>> begin
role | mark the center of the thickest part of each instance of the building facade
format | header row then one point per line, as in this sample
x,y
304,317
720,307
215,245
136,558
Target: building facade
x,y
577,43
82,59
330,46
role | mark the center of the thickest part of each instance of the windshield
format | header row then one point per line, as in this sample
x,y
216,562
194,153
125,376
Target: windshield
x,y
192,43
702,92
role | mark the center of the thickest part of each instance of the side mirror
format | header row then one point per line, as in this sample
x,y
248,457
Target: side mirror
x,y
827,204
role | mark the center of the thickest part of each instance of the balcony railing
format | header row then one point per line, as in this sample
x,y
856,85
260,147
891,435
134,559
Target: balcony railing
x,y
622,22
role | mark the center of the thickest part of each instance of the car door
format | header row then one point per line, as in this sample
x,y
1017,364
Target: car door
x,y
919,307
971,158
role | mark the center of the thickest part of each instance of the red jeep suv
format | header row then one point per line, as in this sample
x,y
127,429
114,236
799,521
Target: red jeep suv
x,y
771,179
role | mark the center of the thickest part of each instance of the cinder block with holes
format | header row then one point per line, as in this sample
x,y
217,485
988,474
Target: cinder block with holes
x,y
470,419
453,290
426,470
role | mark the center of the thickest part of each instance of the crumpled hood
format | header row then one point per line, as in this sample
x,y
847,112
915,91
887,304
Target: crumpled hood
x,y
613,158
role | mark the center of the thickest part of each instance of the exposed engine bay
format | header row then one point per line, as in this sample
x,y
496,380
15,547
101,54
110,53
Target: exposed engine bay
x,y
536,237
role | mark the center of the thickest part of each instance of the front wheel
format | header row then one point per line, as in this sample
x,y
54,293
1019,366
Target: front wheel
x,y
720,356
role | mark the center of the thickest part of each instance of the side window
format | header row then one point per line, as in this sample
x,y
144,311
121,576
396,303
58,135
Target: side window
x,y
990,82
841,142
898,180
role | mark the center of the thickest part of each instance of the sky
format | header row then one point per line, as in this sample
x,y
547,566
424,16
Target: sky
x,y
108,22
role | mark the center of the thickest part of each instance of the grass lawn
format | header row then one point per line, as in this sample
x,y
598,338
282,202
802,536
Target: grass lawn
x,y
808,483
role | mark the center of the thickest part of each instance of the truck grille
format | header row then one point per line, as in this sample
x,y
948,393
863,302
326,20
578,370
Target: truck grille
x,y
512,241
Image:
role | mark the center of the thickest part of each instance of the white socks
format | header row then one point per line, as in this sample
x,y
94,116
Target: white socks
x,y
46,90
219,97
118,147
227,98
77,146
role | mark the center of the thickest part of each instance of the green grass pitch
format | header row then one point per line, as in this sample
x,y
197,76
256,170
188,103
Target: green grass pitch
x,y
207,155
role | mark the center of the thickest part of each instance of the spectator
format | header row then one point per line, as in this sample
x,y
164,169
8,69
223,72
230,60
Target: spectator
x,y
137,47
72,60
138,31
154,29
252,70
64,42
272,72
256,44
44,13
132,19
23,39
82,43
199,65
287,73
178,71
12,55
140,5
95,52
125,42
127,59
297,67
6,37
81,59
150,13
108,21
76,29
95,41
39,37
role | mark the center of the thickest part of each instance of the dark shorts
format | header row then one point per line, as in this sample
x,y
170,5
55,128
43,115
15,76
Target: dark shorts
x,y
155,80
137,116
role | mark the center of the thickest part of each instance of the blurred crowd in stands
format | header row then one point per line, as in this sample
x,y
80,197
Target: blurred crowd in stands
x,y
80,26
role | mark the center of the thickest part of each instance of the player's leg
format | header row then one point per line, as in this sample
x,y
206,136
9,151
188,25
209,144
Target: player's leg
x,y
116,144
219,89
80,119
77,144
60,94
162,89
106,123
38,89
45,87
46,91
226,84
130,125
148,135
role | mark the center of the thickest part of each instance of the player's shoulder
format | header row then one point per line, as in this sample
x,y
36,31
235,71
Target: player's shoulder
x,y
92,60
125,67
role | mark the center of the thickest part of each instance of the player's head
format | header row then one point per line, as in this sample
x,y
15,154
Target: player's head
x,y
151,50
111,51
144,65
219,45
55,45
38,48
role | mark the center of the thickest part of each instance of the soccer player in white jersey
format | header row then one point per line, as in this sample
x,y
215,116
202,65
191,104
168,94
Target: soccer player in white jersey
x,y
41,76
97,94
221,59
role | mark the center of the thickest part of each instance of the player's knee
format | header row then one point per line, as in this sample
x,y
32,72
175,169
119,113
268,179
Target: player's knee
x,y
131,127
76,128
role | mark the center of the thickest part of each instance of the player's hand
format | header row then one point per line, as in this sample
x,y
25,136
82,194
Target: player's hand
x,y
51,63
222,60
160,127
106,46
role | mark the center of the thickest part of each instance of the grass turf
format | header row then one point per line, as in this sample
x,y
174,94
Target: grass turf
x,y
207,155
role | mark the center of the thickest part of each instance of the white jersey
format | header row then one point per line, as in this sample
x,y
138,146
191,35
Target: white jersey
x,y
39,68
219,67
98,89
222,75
>> end
● **GOAL**:
Reproduce all of the lines above without changing anything.

● **COMPLETED TASK**:
role | mark the center of the thickest part of each instance of the building facade
format | header row then one point per line, as in this sample
x,y
304,317
720,307
215,245
136,558
Target: building facade
x,y
577,43
82,59
330,46
role | mark the center of the thickest part of each instance of the windshield
format | header row then one point per line, as in this sample
x,y
216,562
194,153
125,376
Target: windshield
x,y
192,43
702,92
role | mark the center of the thickest part of each instance of the side mirror
format | header row then one point per line, as in this sample
x,y
248,457
Target: side mirror
x,y
827,204
role | mark the center of the thickest part of each instance of the balcony railing
format | header row then one point per line, as in this sample
x,y
856,85
260,147
891,435
134,559
Target: balcony railing
x,y
622,22
role | mark the center of the thickest part of each instance of the car door
format | header row then one point per line, as in this sample
x,y
1017,364
Target: car door
x,y
919,307
971,158
role | mark the center of the thickest part of each instance of the red jeep suv
format | header row then one point per line, as in this sample
x,y
127,429
114,236
799,521
Target: red jeep suv
x,y
771,179
role | mark the center of the thickest part of each instance of the cinder block with holes
format | header row then one point per line, as in this sample
x,y
217,485
988,474
Target: cinder block with holes
x,y
470,419
453,290
426,470
role | mark the center of the thickest part of each instance of the crumpled hood
format | header row then one point per line, as in this sample
x,y
847,112
915,91
887,304
Target: crumpled hood
x,y
613,158
role | mark the center of the thickest part of each instance of the exposed engine bay
format | header row then one point per line, as in this sample
x,y
496,380
15,547
101,54
110,53
Target: exposed engine bay
x,y
536,237
role | mark the center of the thickest part of each instance of the front wheel
format | header row then one point per line, as in this sample
x,y
54,293
1019,366
Target: front wheel
x,y
720,356
role | mark the center of the thickest part of each instance of the side window
format | header row then one point per line, as in this sample
x,y
144,311
121,576
396,303
58,135
Target: side window
x,y
990,82
841,142
898,180
role | mark the center of the thickest part of each instance of the sky
format | header row then one point per line, as in this sample
x,y
547,566
424,16
Target: sky
x,y
108,22
role | mark the center of the thickest part of each instance of the grass lawn
format | header row then one point per line, as in this sample
x,y
598,338
282,202
802,536
Target: grass lawn
x,y
808,483
role | mark the center of the thickest part of each instance of the truck grille
format | header row then one point per line, as in this sample
x,y
948,393
863,302
326,20
578,370
Target: truck grille
x,y
512,241
Image:
role | mark the center of the thickest part of each instance of the white socks
format | header row then one point per line, as in this sample
x,y
94,116
Target: white socks
x,y
46,90
219,97
118,147
227,98
77,146
role | mark the center of the thickest part of each instance of the green grass pitch
format | header row then one point per line, as in this sample
x,y
197,76
256,170
188,103
Target: green grass pitch
x,y
207,155
role | mark the center of the thickest part of each instance of the spectator
format | header row then one point per line, as in this sample
x,y
164,169
8,69
223,72
230,60
Target: spectator
x,y
137,47
72,60
138,31
154,29
252,70
64,42
272,72
256,44
44,13
132,19
23,39
82,43
199,65
287,73
178,71
12,55
140,5
95,52
125,42
127,59
297,67
6,37
81,59
150,13
108,21
76,29
95,41
39,37
role | mark the center of the thickest part of each instance of the dark shorts
format | header row then one point per line, as in this sample
x,y
170,5
55,128
43,115
15,76
Target: dark shorts
x,y
155,80
137,116
role | mark the center of the thickest part of each instance of the blurred crowd in stands
format | header row then one point per line, as in this sample
x,y
80,197
Target: blurred crowd in stands
x,y
80,26
role | mark the center of the thickest part of each instance of the player's leg
format | header row then one point per line, as in this sample
x,y
206,136
9,151
188,25
209,144
Target: player's leg
x,y
116,144
219,89
80,119
77,144
60,94
162,89
106,123
38,89
45,87
46,91
226,84
130,125
148,135
role | mark the center of the thickest part of each instance of the player's shoulder
format | header row then one point per line, as in this sample
x,y
36,31
235,71
Target: player's shoulder
x,y
92,60
125,67
role | mark the center of the thickest part of each instance of the player's head
format | header row then one point per line, as in this sample
x,y
15,154
Target: player's head
x,y
151,50
111,51
144,65
219,45
55,45
38,48
role | mark the center of the thickest part of each instance of the soccer player in white jersey
format | header row then one point per line, as in this sample
x,y
215,116
202,65
191,104
168,94
Target: soccer player in white jersey
x,y
41,76
97,94
221,59
role | mark the center of the thickest part of each instance of the player's knee
format | header row then one point per line, as in this sample
x,y
32,72
175,169
119,113
268,179
Target: player's knee
x,y
131,127
76,128
role | mark the center of the thickest part of each instance of the player's hand
format | header row then one point per line, as in this sample
x,y
25,136
82,194
Target: player's hand
x,y
51,63
222,60
160,127
106,46
role | mark the center of the thickest part of each instance of the grass turf
format | header row then one point per line, as in this sample
x,y
174,94
Target: grass turf
x,y
207,155
role | mark the center of the thickest part of each instance of the white jersey
format | header row then one point per line, as in this sample
x,y
138,146
191,35
Target: white jersey
x,y
39,68
219,67
98,89
222,75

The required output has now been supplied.